Tercero: estrategias políticas y costos de corto plazo. Milei puede interpretar la fractura como una oportunidad para avanzar: si hay diputados dispuestos a migrar, es plausible que el oficialismo busque asegurar votos reciclándolos como aliados puntuales para aprobar reformas, a cambio de concesiones. Esa táctica, sin embargo, tiene límites. Convertir acuerdos coyunturales en políticas de Estado requiere estabilidad y legitimidad; si las leyes aprobadas se perciben como fruto de un revoleo de bancas o de una negociación fragmentaria, su perdurabilidad quedará en entredicho y podrían proliferar resistencias institucionales y sociales.

Cuarto: la dimensión simbólica y la comunicación. La salida de Macri, incómodo y silente, con un «Nada, chau» que dice más por lo que niega que por lo que afirma, es un gesto político en sí mismo. Comunica distancia, desencuentro y, posiblemente, una decisión de resguardar capital político ante un escenario que no controla del todo. En un momento en que la política se juega tanto en los gestos como en las leyes, la narrativa pública —quién aparece como conciliador, quién como inamovible, quién como oportunista— es central para la capacidad de avanzar reformas.

# [Los datos]
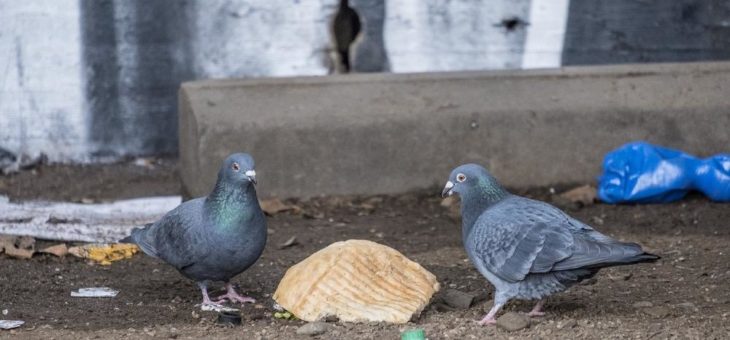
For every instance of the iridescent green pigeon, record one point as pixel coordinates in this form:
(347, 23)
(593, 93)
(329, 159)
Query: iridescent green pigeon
(528, 249)
(212, 238)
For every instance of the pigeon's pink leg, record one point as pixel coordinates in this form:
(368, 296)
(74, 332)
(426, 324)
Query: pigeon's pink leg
(233, 296)
(206, 298)
(537, 310)
(489, 319)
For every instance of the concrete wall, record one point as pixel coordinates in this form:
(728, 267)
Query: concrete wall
(388, 133)
(41, 83)
(87, 80)
(629, 31)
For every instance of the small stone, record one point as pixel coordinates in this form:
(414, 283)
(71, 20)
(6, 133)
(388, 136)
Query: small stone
(458, 299)
(59, 250)
(313, 328)
(687, 305)
(589, 282)
(643, 304)
(513, 322)
(658, 311)
(331, 318)
(568, 324)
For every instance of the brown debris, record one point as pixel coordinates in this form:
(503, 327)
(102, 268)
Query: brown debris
(59, 250)
(292, 241)
(274, 206)
(584, 195)
(22, 247)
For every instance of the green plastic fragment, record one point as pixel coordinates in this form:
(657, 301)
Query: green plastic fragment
(286, 315)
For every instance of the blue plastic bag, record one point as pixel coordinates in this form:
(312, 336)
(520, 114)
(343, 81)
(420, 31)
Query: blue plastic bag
(640, 172)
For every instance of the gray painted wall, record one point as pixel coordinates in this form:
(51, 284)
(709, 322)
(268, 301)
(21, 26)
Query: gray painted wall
(630, 31)
(86, 80)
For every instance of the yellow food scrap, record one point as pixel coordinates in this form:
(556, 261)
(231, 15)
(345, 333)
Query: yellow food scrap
(105, 254)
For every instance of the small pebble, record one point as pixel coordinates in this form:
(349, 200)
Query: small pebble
(513, 322)
(643, 304)
(313, 328)
(658, 311)
(568, 324)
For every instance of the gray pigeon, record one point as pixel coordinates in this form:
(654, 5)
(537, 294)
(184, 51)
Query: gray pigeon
(528, 249)
(212, 238)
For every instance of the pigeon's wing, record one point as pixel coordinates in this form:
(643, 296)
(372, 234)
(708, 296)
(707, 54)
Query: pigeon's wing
(519, 237)
(178, 237)
(512, 251)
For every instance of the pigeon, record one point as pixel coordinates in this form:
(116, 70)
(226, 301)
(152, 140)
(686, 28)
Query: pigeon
(525, 248)
(346, 25)
(213, 238)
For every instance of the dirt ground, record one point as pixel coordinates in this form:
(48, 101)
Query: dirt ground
(685, 295)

# [Instrucciones de trabajo]
En el texto de análisis, ¿qué expresión acompaña la salida de Macri?

# [Respuesta]
«Nada, chau».